# PROVIDED DATA
— start —
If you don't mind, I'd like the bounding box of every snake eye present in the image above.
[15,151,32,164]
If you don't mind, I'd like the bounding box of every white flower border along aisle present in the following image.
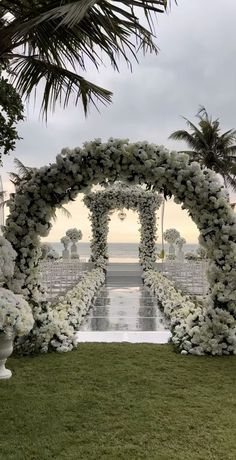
[15,268,105,354]
[83,182,163,269]
[5,139,236,352]
[143,270,236,355]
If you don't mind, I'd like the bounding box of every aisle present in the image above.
[78,264,170,343]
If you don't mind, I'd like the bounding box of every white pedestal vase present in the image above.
[62,248,70,259]
[70,242,79,259]
[176,248,184,262]
[169,243,175,256]
[0,333,13,380]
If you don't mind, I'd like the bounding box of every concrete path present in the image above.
[77,264,170,343]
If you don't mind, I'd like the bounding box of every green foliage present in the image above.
[0,344,236,460]
[170,107,236,190]
[0,74,24,164]
[0,0,170,116]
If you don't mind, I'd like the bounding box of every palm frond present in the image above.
[0,0,171,115]
[169,129,202,150]
[59,206,72,219]
[13,158,32,178]
[9,55,112,116]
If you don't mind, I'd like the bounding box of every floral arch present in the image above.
[84,182,163,269]
[5,139,236,354]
— end —
# AIM OF THE TASK
Can you write out, word for word, the items from the line containing "vase present in the image above." through the end of the items?

# EXERCISE ANSWER
If you don't mind, I'd like the bounding box of every white pedestal vase present in the image above.
[62,248,70,259]
[70,242,79,259]
[176,248,184,262]
[169,243,175,256]
[0,333,13,380]
If you don't mind, I'd like the bounding box of every concrete path present in the image above.
[77,264,170,343]
If you don't mind, I'd like the bounding box of every green foliage present in the image above.
[0,344,236,460]
[170,107,236,190]
[0,74,24,164]
[0,0,170,116]
If you don't mind, I'd like the bounding box of every palm frond present in the image above.
[0,0,171,115]
[169,129,202,150]
[59,206,72,219]
[13,158,32,178]
[9,55,112,116]
If you don't mind, I'd like the bounding box of every floral arch present in the image above.
[84,182,163,269]
[5,139,236,354]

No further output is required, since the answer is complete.